[Point annotations for photos]
_ _ _ _ _ _ _

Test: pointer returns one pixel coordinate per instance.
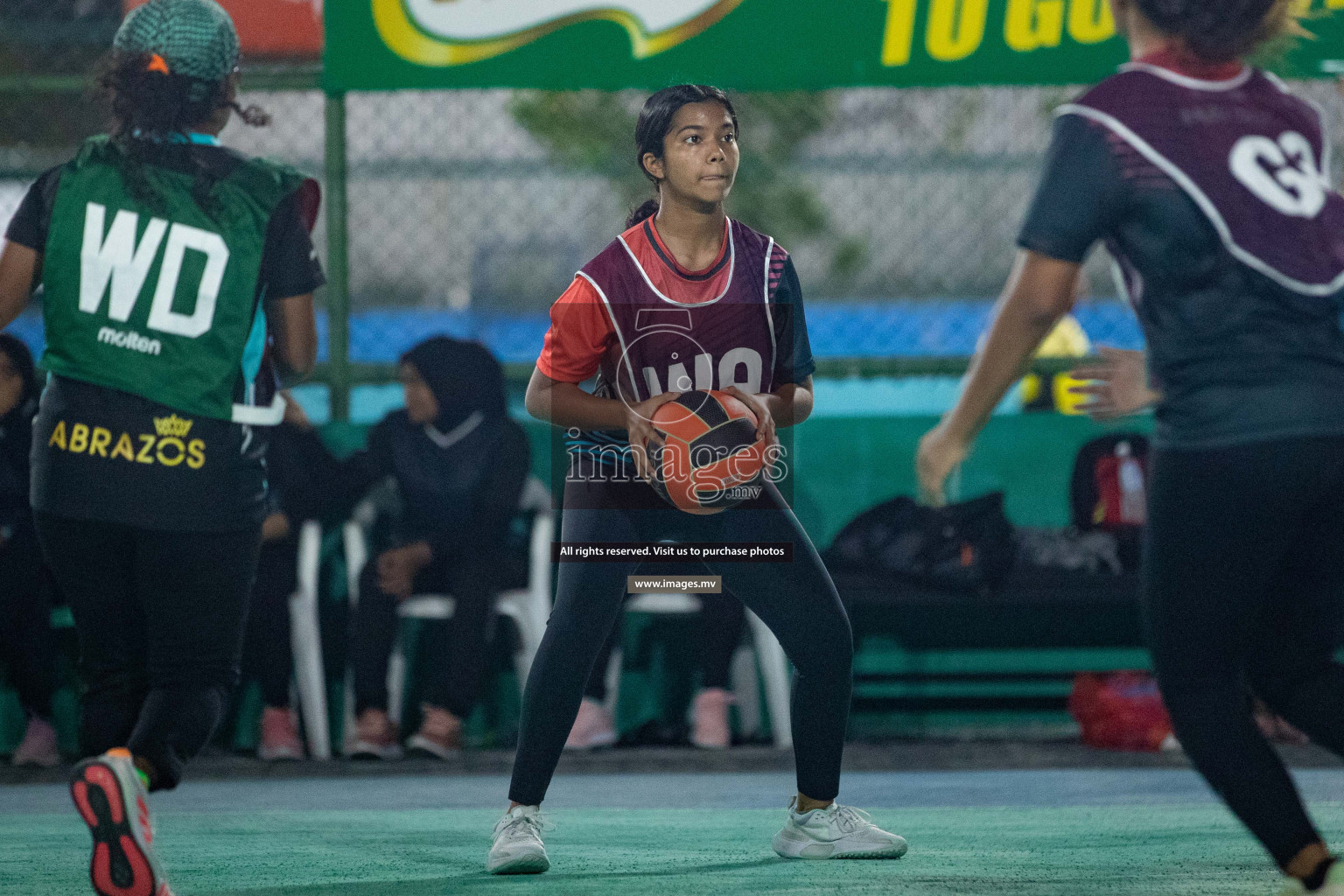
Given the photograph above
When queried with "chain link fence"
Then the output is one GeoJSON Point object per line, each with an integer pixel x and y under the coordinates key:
{"type": "Point", "coordinates": [469, 211]}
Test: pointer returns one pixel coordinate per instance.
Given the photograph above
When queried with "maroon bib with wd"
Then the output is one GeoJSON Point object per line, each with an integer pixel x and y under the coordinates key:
{"type": "Point", "coordinates": [1249, 153]}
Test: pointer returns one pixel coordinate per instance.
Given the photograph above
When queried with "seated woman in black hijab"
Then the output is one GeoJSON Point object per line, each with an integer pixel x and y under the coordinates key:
{"type": "Point", "coordinates": [460, 465]}
{"type": "Point", "coordinates": [27, 647]}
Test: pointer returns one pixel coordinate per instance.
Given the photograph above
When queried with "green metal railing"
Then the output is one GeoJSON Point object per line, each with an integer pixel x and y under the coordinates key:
{"type": "Point", "coordinates": [338, 373]}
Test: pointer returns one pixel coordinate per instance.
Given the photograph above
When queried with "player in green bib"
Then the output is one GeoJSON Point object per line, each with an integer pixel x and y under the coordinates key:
{"type": "Point", "coordinates": [178, 283]}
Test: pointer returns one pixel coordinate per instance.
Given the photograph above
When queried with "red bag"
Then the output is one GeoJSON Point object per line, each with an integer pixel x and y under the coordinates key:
{"type": "Point", "coordinates": [1120, 710]}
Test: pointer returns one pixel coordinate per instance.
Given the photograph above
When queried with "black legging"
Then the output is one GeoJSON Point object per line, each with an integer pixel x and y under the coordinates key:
{"type": "Point", "coordinates": [796, 599]}
{"type": "Point", "coordinates": [27, 644]}
{"type": "Point", "coordinates": [458, 650]}
{"type": "Point", "coordinates": [1243, 586]}
{"type": "Point", "coordinates": [160, 618]}
{"type": "Point", "coordinates": [719, 629]}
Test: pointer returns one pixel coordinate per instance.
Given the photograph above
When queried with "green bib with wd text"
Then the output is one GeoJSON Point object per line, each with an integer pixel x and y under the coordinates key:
{"type": "Point", "coordinates": [158, 298]}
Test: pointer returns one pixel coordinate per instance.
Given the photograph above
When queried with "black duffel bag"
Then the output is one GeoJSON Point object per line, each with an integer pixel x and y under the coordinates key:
{"type": "Point", "coordinates": [960, 547]}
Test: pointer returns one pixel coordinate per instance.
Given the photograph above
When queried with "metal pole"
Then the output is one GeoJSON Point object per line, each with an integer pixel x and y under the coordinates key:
{"type": "Point", "coordinates": [338, 260]}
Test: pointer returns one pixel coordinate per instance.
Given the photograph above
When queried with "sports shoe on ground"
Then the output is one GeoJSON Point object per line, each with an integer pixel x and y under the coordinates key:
{"type": "Point", "coordinates": [440, 735]}
{"type": "Point", "coordinates": [375, 737]}
{"type": "Point", "coordinates": [710, 719]}
{"type": "Point", "coordinates": [835, 832]}
{"type": "Point", "coordinates": [278, 735]}
{"type": "Point", "coordinates": [593, 727]}
{"type": "Point", "coordinates": [1334, 884]}
{"type": "Point", "coordinates": [110, 798]}
{"type": "Point", "coordinates": [38, 746]}
{"type": "Point", "coordinates": [518, 844]}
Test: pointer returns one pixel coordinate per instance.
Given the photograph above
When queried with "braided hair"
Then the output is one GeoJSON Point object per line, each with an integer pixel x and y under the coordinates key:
{"type": "Point", "coordinates": [152, 109]}
{"type": "Point", "coordinates": [1222, 30]}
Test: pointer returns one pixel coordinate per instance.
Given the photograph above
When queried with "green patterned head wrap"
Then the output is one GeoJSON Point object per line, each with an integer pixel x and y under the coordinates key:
{"type": "Point", "coordinates": [195, 38]}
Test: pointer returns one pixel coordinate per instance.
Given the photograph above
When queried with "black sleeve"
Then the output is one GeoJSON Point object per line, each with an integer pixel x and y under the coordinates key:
{"type": "Point", "coordinates": [290, 262]}
{"type": "Point", "coordinates": [794, 360]}
{"type": "Point", "coordinates": [29, 226]}
{"type": "Point", "coordinates": [1080, 195]}
{"type": "Point", "coordinates": [366, 468]}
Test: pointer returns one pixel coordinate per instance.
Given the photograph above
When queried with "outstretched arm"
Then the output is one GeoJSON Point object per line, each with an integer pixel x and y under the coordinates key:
{"type": "Point", "coordinates": [19, 268]}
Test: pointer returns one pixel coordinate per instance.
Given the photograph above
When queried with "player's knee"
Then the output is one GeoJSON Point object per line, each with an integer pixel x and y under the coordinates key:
{"type": "Point", "coordinates": [825, 649]}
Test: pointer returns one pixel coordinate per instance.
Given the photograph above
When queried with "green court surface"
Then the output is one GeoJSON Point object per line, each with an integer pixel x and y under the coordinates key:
{"type": "Point", "coordinates": [1130, 833]}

_ _ _ _ _ _ _

Problem requirements: Repeat the material verbatim. Do not carry over any picture.

Reply:
Test: pointer returns one pixel coordinate per instance.
Given the photograph above
When queried with "chain link fence"
Then the output is one GeoJSON Point object per line, each with an integer pixel x and y under the coordinates key:
{"type": "Point", "coordinates": [469, 211]}
Test: pointer returns one pixel coordinate per instance.
Given the photograph above
When queried with "maroon bib with wd"
Then the output is one GeoJSON Point object per line, each with an integer pixel x and y under the coordinates key:
{"type": "Point", "coordinates": [1249, 153]}
Test: pointer returns one pixel coordinate per instance.
Given the photograph above
When queried with "seated woman in black hijab"
Then the output is one GeoJSON Point object per line, each with an integer pixel x and y under the coordinates key:
{"type": "Point", "coordinates": [460, 465]}
{"type": "Point", "coordinates": [27, 647]}
Test: pointer returns one pixel coordinate per instance.
Given the photograph above
When queried with "green metal railing"
Then the output is one GeoJSON Point object per line, each with an integer pixel x and y under the coordinates key:
{"type": "Point", "coordinates": [338, 373]}
Test: pointer returns one pixel coordinate per instance.
Given the photograph above
When queried with "player in green bib"
Then the output is one GeoJSON Point object per line, each with an integer pixel x and y under the coordinates key:
{"type": "Point", "coordinates": [178, 283]}
Test: pointer returns one pixel coordinate per instance.
Given the photograph above
When queried with "red bag"
Then the output is one GeoJSON Point object per line, each with an integer pixel x and y under the coordinates key:
{"type": "Point", "coordinates": [1120, 710]}
Test: pointer returns one pixel coordinate per instance.
Given the photograph above
When queried with "black legging"
Then the output is one GeoJSON Point object per line, each with an integer pixel x and y under the coordinates key:
{"type": "Point", "coordinates": [796, 599]}
{"type": "Point", "coordinates": [27, 644]}
{"type": "Point", "coordinates": [458, 650]}
{"type": "Point", "coordinates": [1243, 586]}
{"type": "Point", "coordinates": [160, 618]}
{"type": "Point", "coordinates": [719, 629]}
Test: pointer returns one pixel coordinate per instance.
Given the photograph above
When queried with "green bib with wd text"
Then the output is one GeoJSON Point object per line, each with an integer pixel x and y under the coordinates key:
{"type": "Point", "coordinates": [158, 298]}
Test: pointer returns one pixel coordinate per instance.
Given the photograph above
When queried with "black duffel bag"
Then the output is one GeoJSON Point object per line, each with an integer pixel x and y under the coordinates key:
{"type": "Point", "coordinates": [960, 547]}
Test: pointer returns one pixel coordinate per instance.
Given the photograph above
When queried with "metal pole"
Then the output is one GeoJSON Point object per line, each with an integer pixel x and y under the coordinates key:
{"type": "Point", "coordinates": [338, 260]}
Test: pointer returns one pixel coordinate per instance.
Given the photograph above
When queried with "sports shoe on ground"
Then the output is one GeoJSON Point object per line, each with an integer pixel x and y under the coordinates key:
{"type": "Point", "coordinates": [440, 735]}
{"type": "Point", "coordinates": [375, 737]}
{"type": "Point", "coordinates": [710, 719]}
{"type": "Point", "coordinates": [835, 832]}
{"type": "Point", "coordinates": [278, 735]}
{"type": "Point", "coordinates": [593, 727]}
{"type": "Point", "coordinates": [1334, 884]}
{"type": "Point", "coordinates": [110, 798]}
{"type": "Point", "coordinates": [38, 746]}
{"type": "Point", "coordinates": [518, 844]}
Test: pointer returns one pixel coordinate per instance.
Given the photograph above
When queried with "braided hair"
Then the output is one GeoJSON Point object per line, each with an integer pixel x and y under the coordinates key:
{"type": "Point", "coordinates": [152, 109]}
{"type": "Point", "coordinates": [1222, 30]}
Test: pointer returns one pixel coordinate per instance.
Given the photograph above
When queried with "green patterned head wrap"
Then the output is one GeoJSON Point object per line, each with an integer pixel x and y under the coordinates key:
{"type": "Point", "coordinates": [195, 38]}
Test: pointer returns one pixel coordinate per instance.
Given the photograph above
When queried with "black sleeve"
Then the output is one GeoJSON Point object per line, each with an integer pixel x and y under the coordinates key:
{"type": "Point", "coordinates": [290, 262]}
{"type": "Point", "coordinates": [794, 360]}
{"type": "Point", "coordinates": [29, 226]}
{"type": "Point", "coordinates": [1080, 195]}
{"type": "Point", "coordinates": [366, 468]}
Test: pointer returns one pixel coordinate per instance.
Given the photograph above
When queried with "outstretched arm"
Then the output is one GeoJSON Point object per line, each with an integer pixel x and y under the coordinates key:
{"type": "Point", "coordinates": [19, 268]}
Test: pointer returns one pixel coordinate per instance.
Given the photograph above
When queried with "player's knee"
Then the output is one GeoJSON Point object per line, each with an integer pixel x and y under the coordinates key:
{"type": "Point", "coordinates": [825, 649]}
Test: pointer returns one pixel coordinate per instance.
Given the photograph above
When queried with "green court surface"
Then the output is one GeoJSON Point object per line, each with an integer pixel x and y under the coordinates key:
{"type": "Point", "coordinates": [1130, 833]}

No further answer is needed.